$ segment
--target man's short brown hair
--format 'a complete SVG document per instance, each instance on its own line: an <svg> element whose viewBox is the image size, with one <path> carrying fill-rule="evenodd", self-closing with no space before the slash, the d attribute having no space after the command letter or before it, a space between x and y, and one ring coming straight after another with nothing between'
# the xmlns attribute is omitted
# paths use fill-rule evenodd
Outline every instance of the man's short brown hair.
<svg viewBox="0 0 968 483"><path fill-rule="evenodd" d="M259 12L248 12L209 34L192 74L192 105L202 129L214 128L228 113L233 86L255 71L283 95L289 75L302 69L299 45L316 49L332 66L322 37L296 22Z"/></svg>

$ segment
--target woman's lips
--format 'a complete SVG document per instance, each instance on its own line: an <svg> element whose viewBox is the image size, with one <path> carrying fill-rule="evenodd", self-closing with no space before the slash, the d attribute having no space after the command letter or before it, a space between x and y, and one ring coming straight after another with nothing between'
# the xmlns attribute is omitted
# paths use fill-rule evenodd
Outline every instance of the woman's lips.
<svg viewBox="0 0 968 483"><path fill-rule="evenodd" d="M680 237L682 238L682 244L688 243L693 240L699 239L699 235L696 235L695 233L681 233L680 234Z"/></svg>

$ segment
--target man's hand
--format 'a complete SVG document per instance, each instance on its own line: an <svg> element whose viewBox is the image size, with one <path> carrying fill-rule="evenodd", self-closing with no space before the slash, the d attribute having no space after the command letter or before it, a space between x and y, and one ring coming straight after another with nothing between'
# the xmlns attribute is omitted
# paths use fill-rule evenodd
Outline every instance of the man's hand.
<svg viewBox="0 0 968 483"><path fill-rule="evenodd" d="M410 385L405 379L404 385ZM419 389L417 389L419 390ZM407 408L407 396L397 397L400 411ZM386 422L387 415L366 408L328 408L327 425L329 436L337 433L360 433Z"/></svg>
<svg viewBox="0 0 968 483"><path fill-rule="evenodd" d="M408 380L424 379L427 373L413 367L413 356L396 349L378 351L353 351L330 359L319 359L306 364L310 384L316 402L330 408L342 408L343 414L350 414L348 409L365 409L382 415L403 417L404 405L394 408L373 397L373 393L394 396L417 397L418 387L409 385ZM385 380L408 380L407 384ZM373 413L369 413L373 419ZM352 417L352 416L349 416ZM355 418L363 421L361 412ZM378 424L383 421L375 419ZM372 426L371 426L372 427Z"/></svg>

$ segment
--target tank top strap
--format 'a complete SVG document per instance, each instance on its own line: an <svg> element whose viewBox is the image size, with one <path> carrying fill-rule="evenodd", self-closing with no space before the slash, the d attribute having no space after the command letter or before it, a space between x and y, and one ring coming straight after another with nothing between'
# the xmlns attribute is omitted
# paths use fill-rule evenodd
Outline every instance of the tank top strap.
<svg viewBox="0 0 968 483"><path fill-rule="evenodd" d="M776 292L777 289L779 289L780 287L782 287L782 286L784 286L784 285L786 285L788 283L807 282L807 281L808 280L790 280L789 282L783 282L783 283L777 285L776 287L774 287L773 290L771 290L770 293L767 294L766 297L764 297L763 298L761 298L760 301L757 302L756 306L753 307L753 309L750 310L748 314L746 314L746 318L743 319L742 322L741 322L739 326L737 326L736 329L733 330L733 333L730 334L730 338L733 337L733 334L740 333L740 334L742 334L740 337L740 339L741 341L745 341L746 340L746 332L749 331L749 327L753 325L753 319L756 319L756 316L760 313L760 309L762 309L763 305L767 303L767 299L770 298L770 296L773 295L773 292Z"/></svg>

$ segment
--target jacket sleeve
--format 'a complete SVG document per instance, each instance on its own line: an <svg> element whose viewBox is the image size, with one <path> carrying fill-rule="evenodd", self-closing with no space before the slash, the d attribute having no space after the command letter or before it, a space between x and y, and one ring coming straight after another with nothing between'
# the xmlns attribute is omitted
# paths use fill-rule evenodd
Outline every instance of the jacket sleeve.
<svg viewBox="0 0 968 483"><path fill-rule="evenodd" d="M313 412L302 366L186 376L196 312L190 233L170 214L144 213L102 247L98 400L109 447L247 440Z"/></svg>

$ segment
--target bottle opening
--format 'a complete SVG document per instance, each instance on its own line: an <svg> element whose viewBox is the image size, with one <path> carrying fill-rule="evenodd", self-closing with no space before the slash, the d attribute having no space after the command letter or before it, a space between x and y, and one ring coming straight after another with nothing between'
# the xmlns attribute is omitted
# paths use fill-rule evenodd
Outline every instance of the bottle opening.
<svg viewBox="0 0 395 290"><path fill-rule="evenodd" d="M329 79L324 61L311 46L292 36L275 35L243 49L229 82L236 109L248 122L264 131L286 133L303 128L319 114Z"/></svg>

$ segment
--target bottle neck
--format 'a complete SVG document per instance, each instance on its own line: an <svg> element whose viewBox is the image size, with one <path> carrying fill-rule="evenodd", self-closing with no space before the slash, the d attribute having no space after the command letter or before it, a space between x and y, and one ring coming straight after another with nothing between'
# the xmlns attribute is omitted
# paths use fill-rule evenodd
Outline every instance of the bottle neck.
+===+
■ Written problem:
Duplicate all of the data above line for line, changing nothing.

■ Exercise answer:
$ segment
--target man's short brown hair
--format 'a complete SVG document per instance, each instance on its own line: an <svg> element whose viewBox is the image size, with one <path> carrying fill-rule="evenodd", self-closing with no space before the slash, the d attribute having no space after the command letter or before it, a space between x and y, and one ring coming straight after another with nothing between'
# the xmlns attribute is omitted
# paths use fill-rule evenodd
Outline every instance of the man's short brown hair.
<svg viewBox="0 0 968 483"><path fill-rule="evenodd" d="M259 12L248 12L209 34L192 74L192 105L202 129L214 128L228 113L233 86L255 71L283 95L289 75L302 69L299 45L316 49L332 66L322 37L296 22Z"/></svg>

$ segment
--target woman's lips
--format 'a complete SVG document per instance, each instance on its own line: an <svg> element whose viewBox is the image size, with one <path> carrying fill-rule="evenodd", self-closing with no space before the slash, the d attribute having no space after the command letter or before it, a space between x and y, and one ring coming straight after another with nothing between'
# the xmlns attribute is omitted
# paths use fill-rule evenodd
Outline every instance of the woman's lips.
<svg viewBox="0 0 968 483"><path fill-rule="evenodd" d="M680 237L682 238L682 244L688 243L693 240L699 239L699 235L696 235L695 233L681 233L680 234Z"/></svg>

$ segment
--target man's hand
--format 'a complete SVG document per instance, each instance on its own line: an <svg> element whose viewBox is the image size, with one <path> carrying fill-rule="evenodd", self-closing with no space before the slash, the d attribute having no space after the command letter or before it, a space between x and y, and one ring coming straight after another with nothing between'
# the xmlns attribute is omitted
# paths use fill-rule evenodd
Outline every instance of the man's hand.
<svg viewBox="0 0 968 483"><path fill-rule="evenodd" d="M410 385L405 379L404 385ZM419 389L417 389L419 390ZM407 408L407 396L397 397L400 411ZM386 422L387 415L366 408L328 408L327 425L329 436L337 433L360 433Z"/></svg>
<svg viewBox="0 0 968 483"><path fill-rule="evenodd" d="M408 380L424 379L427 373L413 367L413 356L396 349L378 351L353 351L330 359L319 359L306 364L310 384L316 402L330 408L342 408L343 414L350 414L348 409L365 409L382 415L403 417L404 405L394 408L373 397L373 393L394 396L417 397L418 387L409 385ZM385 380L408 380L407 384ZM373 413L369 413L373 419ZM352 417L352 416L349 416ZM355 418L363 421L361 412ZM378 424L383 421L375 419ZM372 426L371 426L372 427Z"/></svg>

$ segment
--target tank top strap
--format 'a complete SVG document per instance, each instance on its own line: an <svg> element whose viewBox is the image size, with one <path> carrying fill-rule="evenodd", self-closing with no space before the slash, the d attribute having no space after the command letter or before it, a space between x and y, and one ring coming straight after another with nothing between'
# the xmlns attribute is omitted
# paths use fill-rule evenodd
Outline every instance of the tank top strap.
<svg viewBox="0 0 968 483"><path fill-rule="evenodd" d="M776 292L777 289L779 289L780 287L782 287L782 286L784 286L784 285L786 285L788 283L807 282L807 281L808 280L790 280L789 282L783 282L783 283L777 285L776 287L774 287L773 290L771 290L770 293L767 294L766 297L764 297L763 298L761 298L760 301L757 302L756 306L753 307L753 309L750 310L748 314L746 314L746 318L743 319L742 322L741 322L739 326L737 326L736 329L733 330L733 333L730 334L730 338L733 337L733 334L740 333L740 334L742 334L740 337L740 339L741 341L745 341L746 340L746 332L749 331L749 327L753 325L753 319L756 319L756 316L760 313L760 309L762 309L763 305L767 303L767 299L770 298L770 296L773 295L773 292Z"/></svg>

$ segment
--target jacket sleeve
--format 'a complete SVG document per instance, each instance on its own line: an <svg> element whose viewBox is the image size, with one <path> carrying fill-rule="evenodd", self-closing with no space before the slash, the d attribute having no space after the command letter or before it, a space between x and y, and one ring coming straight after another with nothing between'
# the xmlns attribute is omitted
# paths use fill-rule evenodd
Outline every instance of the jacket sleeve.
<svg viewBox="0 0 968 483"><path fill-rule="evenodd" d="M313 412L302 366L186 376L196 312L190 233L170 214L144 213L102 247L98 400L109 447L247 440Z"/></svg>

$ segment
--target bottle opening
--format 'a complete SVG document per instance, each instance on its own line: an <svg> element whose viewBox is the image size, with one <path> carrying fill-rule="evenodd", self-closing with no space before the slash, the d attribute having no space after the command letter or before it, a space between x and y, and one ring coming straight after another with nothing between'
# the xmlns attribute is omitted
# paths use fill-rule evenodd
Outline every instance of the bottle opening.
<svg viewBox="0 0 395 290"><path fill-rule="evenodd" d="M329 79L324 61L311 46L292 36L275 35L243 49L229 82L236 109L248 122L264 131L286 133L303 128L319 114Z"/></svg>

$ segment
--target bottle neck
--format 'a complete SVG document per instance, each instance on its own line: an <svg> element whose viewBox is the image size, with one <path> carrying fill-rule="evenodd", self-closing with no space before the slash, the d attribute having no space after the command letter or before it, a space between x and y, and one ring coming straight after another with nothing between'
# the xmlns attribute is omitted
# paths use fill-rule evenodd
Outline every instance of the bottle neck.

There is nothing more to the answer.